BRIEF: Can you express the records below as a two-column CSV with columns "record_text" and "answer", one row per record, putting each record's text and its answer each in a single quoted field with line breaks replaced by spaces? Begin at the start of the records and stop after the line that contains "[0,161,160,240]".

* Start DATA FOR PROCESSING *

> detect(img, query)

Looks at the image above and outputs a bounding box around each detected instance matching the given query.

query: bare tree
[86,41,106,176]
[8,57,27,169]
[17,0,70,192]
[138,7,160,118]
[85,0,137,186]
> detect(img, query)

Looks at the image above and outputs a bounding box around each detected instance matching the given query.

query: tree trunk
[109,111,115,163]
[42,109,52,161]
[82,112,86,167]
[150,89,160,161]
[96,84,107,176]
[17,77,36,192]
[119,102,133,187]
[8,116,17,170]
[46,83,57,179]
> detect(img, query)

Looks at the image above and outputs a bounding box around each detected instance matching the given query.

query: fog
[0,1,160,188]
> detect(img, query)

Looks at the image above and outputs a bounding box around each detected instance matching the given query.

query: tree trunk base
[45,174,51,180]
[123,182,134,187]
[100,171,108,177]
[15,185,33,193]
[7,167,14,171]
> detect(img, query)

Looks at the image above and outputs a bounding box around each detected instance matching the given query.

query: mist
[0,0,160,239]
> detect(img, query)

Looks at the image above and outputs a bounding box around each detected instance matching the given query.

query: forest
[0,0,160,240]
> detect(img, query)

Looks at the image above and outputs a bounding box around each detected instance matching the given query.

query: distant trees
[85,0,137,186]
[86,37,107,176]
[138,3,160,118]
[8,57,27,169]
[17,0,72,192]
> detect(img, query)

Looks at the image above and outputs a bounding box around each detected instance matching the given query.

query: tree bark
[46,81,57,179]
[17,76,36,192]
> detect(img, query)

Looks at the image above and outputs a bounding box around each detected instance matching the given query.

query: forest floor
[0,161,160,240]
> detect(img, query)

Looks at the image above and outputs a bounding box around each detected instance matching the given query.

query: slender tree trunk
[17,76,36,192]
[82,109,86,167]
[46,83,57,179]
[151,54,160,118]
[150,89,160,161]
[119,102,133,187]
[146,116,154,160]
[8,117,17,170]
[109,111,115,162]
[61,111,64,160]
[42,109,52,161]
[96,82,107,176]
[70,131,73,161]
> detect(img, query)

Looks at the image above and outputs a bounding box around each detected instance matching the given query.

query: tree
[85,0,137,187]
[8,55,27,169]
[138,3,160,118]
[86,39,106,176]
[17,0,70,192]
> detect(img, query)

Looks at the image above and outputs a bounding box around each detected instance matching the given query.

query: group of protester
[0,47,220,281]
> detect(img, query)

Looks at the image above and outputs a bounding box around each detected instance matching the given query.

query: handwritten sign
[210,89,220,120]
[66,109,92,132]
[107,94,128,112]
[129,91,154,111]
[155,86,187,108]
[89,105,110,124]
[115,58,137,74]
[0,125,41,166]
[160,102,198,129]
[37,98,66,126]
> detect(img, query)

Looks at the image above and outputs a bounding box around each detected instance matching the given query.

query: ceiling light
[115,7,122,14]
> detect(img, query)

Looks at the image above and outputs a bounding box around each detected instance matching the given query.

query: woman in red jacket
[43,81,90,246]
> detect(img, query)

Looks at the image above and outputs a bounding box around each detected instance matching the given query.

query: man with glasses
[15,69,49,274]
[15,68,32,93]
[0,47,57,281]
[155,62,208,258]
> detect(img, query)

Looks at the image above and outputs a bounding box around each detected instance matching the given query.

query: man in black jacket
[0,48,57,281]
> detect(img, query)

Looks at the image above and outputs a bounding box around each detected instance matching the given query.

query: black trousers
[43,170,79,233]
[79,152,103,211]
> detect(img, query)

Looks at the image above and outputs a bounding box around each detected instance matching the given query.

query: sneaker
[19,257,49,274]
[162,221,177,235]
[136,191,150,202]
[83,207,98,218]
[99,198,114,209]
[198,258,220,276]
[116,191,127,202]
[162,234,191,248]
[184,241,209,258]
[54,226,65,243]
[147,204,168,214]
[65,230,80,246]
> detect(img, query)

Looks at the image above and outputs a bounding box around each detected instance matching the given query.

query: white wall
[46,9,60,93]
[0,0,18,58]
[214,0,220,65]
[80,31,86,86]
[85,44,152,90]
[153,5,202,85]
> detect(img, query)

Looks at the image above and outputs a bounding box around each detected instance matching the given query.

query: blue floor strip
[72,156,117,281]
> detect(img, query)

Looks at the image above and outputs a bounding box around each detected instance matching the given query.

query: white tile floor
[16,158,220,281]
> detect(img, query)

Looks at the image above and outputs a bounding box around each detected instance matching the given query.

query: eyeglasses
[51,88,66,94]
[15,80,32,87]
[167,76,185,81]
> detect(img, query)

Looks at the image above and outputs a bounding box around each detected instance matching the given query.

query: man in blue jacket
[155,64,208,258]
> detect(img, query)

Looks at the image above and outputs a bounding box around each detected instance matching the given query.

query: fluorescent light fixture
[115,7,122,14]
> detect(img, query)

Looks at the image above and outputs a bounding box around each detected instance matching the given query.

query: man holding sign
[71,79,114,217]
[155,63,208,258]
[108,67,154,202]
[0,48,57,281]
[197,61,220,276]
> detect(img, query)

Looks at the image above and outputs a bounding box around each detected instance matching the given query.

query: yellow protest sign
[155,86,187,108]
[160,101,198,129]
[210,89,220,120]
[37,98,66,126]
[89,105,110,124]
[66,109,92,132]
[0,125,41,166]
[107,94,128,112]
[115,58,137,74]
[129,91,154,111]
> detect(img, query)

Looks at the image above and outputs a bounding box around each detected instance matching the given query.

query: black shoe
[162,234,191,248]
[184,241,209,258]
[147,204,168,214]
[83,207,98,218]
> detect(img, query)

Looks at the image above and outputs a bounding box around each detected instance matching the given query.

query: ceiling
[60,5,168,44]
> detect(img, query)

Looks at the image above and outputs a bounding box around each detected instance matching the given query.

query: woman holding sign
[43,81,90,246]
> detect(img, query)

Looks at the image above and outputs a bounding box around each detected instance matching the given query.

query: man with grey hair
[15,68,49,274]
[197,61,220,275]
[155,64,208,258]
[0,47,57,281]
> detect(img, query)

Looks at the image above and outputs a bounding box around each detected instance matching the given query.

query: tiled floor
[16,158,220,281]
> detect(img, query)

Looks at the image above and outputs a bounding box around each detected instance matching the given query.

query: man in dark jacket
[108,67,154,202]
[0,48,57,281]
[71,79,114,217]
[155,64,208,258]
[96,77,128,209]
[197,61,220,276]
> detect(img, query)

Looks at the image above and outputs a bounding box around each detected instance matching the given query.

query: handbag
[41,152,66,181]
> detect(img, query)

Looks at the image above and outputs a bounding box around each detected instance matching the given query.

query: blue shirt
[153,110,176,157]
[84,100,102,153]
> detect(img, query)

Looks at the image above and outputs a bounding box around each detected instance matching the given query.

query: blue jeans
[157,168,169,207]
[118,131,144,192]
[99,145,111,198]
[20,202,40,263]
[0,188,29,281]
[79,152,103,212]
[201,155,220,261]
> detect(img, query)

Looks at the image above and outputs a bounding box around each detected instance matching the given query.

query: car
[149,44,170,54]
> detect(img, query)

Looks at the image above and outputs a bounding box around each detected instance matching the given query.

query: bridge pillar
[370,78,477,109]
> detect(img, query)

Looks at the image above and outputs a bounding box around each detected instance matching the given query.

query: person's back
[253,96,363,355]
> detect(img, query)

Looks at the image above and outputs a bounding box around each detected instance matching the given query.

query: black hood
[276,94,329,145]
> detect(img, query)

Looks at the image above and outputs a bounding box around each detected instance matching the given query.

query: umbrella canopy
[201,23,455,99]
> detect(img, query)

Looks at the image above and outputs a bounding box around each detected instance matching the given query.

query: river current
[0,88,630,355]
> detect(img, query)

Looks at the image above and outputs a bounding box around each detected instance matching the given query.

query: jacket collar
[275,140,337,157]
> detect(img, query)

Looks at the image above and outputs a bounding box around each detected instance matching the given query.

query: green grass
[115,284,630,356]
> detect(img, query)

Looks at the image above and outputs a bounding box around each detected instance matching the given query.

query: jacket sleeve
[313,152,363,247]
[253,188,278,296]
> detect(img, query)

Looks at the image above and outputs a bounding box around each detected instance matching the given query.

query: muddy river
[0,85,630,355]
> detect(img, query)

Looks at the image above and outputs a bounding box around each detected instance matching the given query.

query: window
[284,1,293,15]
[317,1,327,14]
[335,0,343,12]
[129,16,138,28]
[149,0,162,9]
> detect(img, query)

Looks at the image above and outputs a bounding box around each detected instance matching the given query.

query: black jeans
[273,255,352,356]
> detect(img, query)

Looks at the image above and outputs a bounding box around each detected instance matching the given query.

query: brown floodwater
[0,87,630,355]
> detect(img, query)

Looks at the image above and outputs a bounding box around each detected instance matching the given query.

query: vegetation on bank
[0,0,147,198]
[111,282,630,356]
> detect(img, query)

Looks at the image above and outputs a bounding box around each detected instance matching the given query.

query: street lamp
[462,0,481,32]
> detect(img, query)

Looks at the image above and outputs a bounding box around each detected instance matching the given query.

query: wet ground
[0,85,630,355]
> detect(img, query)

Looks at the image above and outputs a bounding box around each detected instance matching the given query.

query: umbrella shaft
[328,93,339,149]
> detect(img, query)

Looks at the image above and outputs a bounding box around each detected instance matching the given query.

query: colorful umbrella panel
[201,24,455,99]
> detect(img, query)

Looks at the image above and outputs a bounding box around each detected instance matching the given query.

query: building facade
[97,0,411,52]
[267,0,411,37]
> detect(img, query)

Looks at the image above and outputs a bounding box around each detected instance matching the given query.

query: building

* End DATA FOR PROCESSING *

RIGHT ANSWER:
record_text,answer
"> detect(img, query) Looks at the image above and outputs a bounding box around each detected instance matching the given query. query: bare tree","[86,41,106,176] [8,57,27,169] [17,0,70,192] [138,7,160,118] [85,0,137,186]"
"> detect(img, query) Looks at the image above and outputs a bounding box around each detected instance matching the given query. query: tree trunk","[109,111,115,163] [42,109,52,161] [82,112,86,167] [150,89,160,161] [96,84,107,176] [17,77,36,192] [119,102,133,187] [8,116,17,170] [46,83,57,179]"
"> detect(img, query) Looks at the image above and outputs a bounding box around each detected instance matching the given query. query: fog","[0,1,160,188]"
"> detect(img, query) Looks at the image above and outputs a bounding box around each detected instance matching the given query. query: tree trunk base","[45,174,51,180] [123,182,134,187] [100,171,108,177] [15,185,33,193] [7,167,14,171]"
"> detect(img, query) Looks at the image above and outputs a bounding box around each detected instance matching the given query. query: mist","[0,0,160,239]"
"> detect(img, query) Looks at the image above and outputs a bounding box around each detected instance matching the given query. query: forest","[0,0,160,240]"
"> detect(img, query) Looks at the image above and outputs a bounding box around each detected instance matching the given query. query: distant trees","[85,0,137,186] [86,37,107,176] [138,3,160,118] [8,57,27,169] [17,0,72,192]"
"> detect(img, query) Looks at the image above and outputs a bounding box around each detected instance matching the given query. query: tree bark","[46,81,57,179] [17,76,36,192]"
"> detect(img, query) Looks at the image above and outputs a bounding box around each detected instance matching the given query. query: forest floor","[0,161,160,240]"